=== The input ===

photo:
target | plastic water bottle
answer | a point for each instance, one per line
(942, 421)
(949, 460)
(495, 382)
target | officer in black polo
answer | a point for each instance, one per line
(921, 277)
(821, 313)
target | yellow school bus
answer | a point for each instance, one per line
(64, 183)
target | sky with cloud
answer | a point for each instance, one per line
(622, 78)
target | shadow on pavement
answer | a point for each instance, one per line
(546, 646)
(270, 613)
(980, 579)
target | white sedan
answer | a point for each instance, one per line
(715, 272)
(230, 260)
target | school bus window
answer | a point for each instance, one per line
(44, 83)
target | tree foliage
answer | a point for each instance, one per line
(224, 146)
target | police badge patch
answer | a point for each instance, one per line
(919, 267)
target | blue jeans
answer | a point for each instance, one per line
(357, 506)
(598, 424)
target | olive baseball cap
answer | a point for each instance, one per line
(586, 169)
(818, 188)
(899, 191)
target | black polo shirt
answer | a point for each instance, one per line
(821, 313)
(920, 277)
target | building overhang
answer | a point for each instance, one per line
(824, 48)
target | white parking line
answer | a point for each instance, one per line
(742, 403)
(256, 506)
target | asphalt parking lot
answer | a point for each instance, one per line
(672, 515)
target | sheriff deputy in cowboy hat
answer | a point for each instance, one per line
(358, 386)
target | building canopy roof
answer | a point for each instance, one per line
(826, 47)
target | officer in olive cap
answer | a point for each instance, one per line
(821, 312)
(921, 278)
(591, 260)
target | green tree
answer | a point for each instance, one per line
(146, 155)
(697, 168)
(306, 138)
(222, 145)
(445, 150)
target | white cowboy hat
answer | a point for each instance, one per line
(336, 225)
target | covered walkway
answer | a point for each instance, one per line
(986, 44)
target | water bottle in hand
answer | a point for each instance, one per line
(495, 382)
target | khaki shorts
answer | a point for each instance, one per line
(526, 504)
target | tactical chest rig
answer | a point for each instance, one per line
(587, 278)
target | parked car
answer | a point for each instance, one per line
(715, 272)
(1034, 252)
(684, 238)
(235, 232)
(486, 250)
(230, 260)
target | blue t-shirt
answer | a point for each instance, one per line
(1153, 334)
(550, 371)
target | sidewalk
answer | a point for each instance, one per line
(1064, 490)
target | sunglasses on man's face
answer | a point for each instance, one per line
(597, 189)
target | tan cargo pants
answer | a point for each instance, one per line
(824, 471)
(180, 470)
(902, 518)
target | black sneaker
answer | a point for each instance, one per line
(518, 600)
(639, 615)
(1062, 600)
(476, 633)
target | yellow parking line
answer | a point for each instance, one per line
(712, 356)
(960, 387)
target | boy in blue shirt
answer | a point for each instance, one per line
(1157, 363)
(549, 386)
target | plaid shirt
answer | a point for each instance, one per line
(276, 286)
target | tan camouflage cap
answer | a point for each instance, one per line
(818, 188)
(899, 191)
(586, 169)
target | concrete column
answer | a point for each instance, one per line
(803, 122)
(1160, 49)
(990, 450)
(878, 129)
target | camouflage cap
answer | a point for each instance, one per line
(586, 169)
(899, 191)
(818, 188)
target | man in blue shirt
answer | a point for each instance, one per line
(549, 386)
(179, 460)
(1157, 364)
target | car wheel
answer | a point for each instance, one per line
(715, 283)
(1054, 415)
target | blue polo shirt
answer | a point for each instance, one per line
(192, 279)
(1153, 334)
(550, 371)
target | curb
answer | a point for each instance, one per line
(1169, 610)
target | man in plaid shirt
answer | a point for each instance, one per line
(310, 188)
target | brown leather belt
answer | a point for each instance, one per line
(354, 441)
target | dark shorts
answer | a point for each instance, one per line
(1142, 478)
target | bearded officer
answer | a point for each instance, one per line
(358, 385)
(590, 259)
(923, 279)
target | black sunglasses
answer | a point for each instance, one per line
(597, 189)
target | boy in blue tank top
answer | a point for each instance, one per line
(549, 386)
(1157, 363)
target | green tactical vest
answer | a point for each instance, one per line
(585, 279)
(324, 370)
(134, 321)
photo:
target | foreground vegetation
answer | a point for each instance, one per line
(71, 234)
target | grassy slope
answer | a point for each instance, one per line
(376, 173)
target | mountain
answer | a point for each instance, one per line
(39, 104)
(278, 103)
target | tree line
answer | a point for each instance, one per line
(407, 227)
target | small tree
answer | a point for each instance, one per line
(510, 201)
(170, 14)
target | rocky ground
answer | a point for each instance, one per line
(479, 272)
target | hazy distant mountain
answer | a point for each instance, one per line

=== Task brief ===
Please copy out each line of the data in which the word "tactical" occurs.

=== Answer space ===
target | tactical chest rig
target | green tactical vest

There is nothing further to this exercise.